WHAT NEEDS TO BE DONE:
Show each line in the records below that contains the word "building".
--- start AVAILABLE RECORDS ---
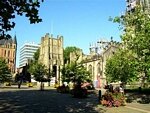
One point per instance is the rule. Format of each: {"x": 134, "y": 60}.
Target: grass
{"x": 121, "y": 109}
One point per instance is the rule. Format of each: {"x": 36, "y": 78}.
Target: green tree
{"x": 11, "y": 8}
{"x": 67, "y": 52}
{"x": 5, "y": 75}
{"x": 120, "y": 67}
{"x": 39, "y": 71}
{"x": 36, "y": 55}
{"x": 136, "y": 37}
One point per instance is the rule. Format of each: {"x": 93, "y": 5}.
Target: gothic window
{"x": 98, "y": 68}
{"x": 5, "y": 53}
{"x": 8, "y": 53}
{"x": 90, "y": 69}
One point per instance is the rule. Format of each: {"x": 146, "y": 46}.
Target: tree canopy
{"x": 136, "y": 38}
{"x": 11, "y": 8}
{"x": 5, "y": 75}
{"x": 39, "y": 71}
{"x": 120, "y": 67}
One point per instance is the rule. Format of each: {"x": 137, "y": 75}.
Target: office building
{"x": 8, "y": 49}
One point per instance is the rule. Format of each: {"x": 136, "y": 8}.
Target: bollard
{"x": 99, "y": 95}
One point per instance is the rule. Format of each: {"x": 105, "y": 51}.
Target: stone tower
{"x": 51, "y": 54}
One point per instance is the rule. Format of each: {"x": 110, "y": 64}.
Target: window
{"x": 8, "y": 53}
{"x": 5, "y": 54}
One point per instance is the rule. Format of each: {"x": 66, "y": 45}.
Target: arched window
{"x": 98, "y": 69}
{"x": 5, "y": 54}
{"x": 8, "y": 53}
{"x": 90, "y": 68}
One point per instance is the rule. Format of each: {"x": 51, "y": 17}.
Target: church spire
{"x": 15, "y": 39}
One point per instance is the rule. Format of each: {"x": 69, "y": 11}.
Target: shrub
{"x": 63, "y": 89}
{"x": 79, "y": 92}
{"x": 113, "y": 99}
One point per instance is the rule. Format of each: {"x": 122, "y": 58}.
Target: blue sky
{"x": 80, "y": 22}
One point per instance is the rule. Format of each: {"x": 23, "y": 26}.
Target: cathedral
{"x": 51, "y": 54}
{"x": 95, "y": 61}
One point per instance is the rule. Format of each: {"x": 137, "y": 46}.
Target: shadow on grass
{"x": 138, "y": 97}
{"x": 48, "y": 101}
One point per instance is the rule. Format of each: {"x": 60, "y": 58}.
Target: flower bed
{"x": 113, "y": 99}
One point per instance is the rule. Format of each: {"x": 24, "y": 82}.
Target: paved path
{"x": 31, "y": 100}
{"x": 49, "y": 101}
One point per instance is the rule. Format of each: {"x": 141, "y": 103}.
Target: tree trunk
{"x": 42, "y": 86}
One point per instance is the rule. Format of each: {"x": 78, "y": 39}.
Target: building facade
{"x": 51, "y": 54}
{"x": 8, "y": 50}
{"x": 95, "y": 62}
{"x": 27, "y": 52}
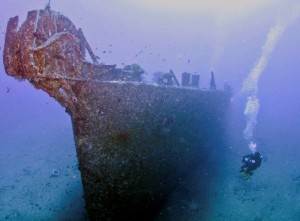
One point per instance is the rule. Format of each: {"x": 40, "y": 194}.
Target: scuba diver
{"x": 251, "y": 162}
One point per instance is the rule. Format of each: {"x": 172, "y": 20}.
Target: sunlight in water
{"x": 217, "y": 6}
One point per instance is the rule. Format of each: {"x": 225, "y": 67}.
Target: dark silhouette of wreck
{"x": 135, "y": 142}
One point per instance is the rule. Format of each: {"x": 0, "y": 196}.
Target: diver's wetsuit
{"x": 251, "y": 162}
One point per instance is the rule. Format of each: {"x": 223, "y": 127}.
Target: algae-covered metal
{"x": 135, "y": 142}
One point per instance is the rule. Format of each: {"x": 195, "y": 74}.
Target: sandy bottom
{"x": 272, "y": 193}
{"x": 39, "y": 180}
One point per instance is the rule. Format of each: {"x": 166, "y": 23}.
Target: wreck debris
{"x": 131, "y": 147}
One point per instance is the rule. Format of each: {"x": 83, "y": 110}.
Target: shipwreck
{"x": 135, "y": 141}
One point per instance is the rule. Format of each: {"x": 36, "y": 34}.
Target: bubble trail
{"x": 250, "y": 86}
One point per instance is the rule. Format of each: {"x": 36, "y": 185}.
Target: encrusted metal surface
{"x": 135, "y": 142}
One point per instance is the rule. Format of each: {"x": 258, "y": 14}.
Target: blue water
{"x": 37, "y": 139}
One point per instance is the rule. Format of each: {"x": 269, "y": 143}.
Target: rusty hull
{"x": 135, "y": 142}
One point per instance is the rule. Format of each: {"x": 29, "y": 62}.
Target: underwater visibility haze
{"x": 253, "y": 46}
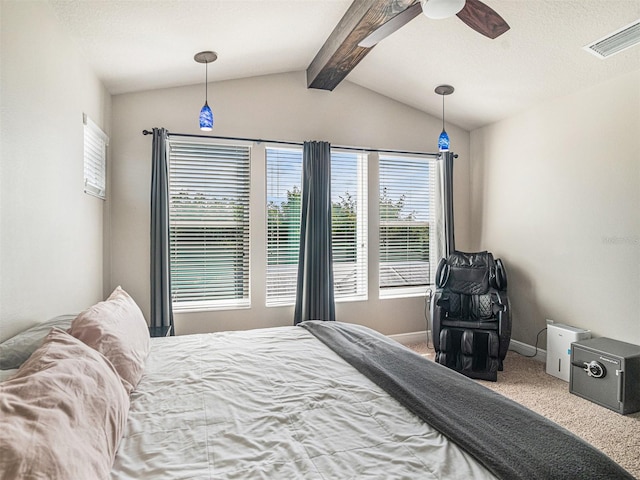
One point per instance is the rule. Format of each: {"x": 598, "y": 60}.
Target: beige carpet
{"x": 525, "y": 381}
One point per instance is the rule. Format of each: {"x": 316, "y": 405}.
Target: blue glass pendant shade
{"x": 206, "y": 118}
{"x": 443, "y": 142}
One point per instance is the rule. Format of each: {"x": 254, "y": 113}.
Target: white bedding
{"x": 273, "y": 404}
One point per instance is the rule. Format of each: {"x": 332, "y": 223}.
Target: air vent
{"x": 616, "y": 42}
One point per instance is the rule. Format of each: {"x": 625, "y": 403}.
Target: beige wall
{"x": 556, "y": 194}
{"x": 51, "y": 233}
{"x": 276, "y": 107}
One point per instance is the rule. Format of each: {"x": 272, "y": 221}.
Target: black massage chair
{"x": 471, "y": 316}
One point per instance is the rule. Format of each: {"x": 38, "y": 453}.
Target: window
{"x": 349, "y": 234}
{"x": 407, "y": 200}
{"x": 95, "y": 158}
{"x": 209, "y": 225}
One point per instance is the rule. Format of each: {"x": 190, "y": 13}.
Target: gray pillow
{"x": 17, "y": 349}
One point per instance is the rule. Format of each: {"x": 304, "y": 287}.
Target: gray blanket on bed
{"x": 508, "y": 439}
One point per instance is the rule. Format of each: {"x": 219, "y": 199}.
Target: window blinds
{"x": 209, "y": 224}
{"x": 349, "y": 233}
{"x": 95, "y": 158}
{"x": 407, "y": 199}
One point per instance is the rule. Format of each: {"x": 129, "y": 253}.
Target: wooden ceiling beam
{"x": 341, "y": 53}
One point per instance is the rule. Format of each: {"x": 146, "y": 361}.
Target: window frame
{"x": 361, "y": 234}
{"x": 403, "y": 291}
{"x": 95, "y": 145}
{"x": 213, "y": 224}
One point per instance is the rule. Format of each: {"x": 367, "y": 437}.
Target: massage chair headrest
{"x": 471, "y": 273}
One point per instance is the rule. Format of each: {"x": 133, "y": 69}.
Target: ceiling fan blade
{"x": 386, "y": 29}
{"x": 483, "y": 19}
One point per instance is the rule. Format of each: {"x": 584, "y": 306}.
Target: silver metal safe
{"x": 606, "y": 372}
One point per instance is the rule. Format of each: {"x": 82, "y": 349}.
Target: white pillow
{"x": 117, "y": 329}
{"x": 17, "y": 349}
{"x": 63, "y": 414}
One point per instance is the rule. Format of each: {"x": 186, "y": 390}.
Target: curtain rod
{"x": 282, "y": 142}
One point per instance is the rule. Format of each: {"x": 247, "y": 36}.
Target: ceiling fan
{"x": 482, "y": 18}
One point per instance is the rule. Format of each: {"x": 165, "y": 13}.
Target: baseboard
{"x": 528, "y": 350}
{"x": 409, "y": 338}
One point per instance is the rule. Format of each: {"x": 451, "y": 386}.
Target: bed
{"x": 322, "y": 400}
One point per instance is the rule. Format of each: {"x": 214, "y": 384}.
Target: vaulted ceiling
{"x": 136, "y": 45}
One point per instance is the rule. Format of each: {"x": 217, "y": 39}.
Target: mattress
{"x": 275, "y": 404}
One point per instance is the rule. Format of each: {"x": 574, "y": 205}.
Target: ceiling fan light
{"x": 443, "y": 142}
{"x": 438, "y": 9}
{"x": 206, "y": 118}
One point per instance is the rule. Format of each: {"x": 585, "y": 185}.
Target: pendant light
{"x": 206, "y": 115}
{"x": 443, "y": 140}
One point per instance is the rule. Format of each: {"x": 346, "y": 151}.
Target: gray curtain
{"x": 447, "y": 194}
{"x": 314, "y": 295}
{"x": 161, "y": 311}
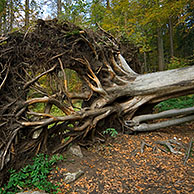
--- end AVAILABLE RECORDS ---
SOLUTION TO THIS TASK:
Target: office building
Target: building facade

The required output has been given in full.